## Work task
Among the lines below, a stretch begins at the one with "264 170 L 232" and ends at the one with "449 340 L 548". Repeat that stretch exactly, ends included.

(Collected data)

━━━━━━━━━━

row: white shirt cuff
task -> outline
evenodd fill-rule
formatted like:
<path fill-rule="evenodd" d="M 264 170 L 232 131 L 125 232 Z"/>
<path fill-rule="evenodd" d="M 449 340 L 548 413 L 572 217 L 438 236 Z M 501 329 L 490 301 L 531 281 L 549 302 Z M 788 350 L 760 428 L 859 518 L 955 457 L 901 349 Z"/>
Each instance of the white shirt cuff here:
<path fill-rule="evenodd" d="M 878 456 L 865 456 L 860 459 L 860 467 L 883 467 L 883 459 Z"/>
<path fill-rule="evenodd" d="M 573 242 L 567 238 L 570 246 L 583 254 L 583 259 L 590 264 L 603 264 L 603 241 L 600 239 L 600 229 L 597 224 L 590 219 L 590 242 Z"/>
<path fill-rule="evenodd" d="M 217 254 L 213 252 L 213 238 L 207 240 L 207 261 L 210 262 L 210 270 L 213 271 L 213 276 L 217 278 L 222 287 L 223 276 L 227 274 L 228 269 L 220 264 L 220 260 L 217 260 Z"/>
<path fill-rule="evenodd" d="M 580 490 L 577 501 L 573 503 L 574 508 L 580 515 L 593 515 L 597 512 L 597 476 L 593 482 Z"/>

━━━━━━━━━━

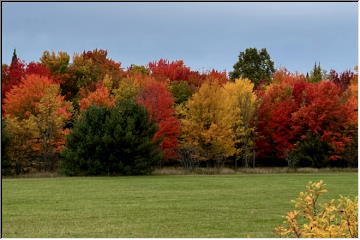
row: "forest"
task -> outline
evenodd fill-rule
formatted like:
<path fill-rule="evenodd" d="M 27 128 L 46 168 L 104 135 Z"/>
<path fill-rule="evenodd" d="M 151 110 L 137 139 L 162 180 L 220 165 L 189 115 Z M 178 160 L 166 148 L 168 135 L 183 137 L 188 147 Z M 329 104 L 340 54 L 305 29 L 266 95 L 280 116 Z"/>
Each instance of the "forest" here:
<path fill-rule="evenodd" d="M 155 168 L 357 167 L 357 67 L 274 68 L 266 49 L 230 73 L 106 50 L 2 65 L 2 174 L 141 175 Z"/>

━━━━━━━━━━

## Problem solution
<path fill-rule="evenodd" d="M 264 170 L 232 131 L 125 232 Z"/>
<path fill-rule="evenodd" d="M 449 340 L 548 413 L 572 217 L 438 236 Z M 501 329 L 490 301 L 531 281 L 549 302 Z M 788 350 L 760 428 L 859 518 L 955 457 L 901 349 Z"/>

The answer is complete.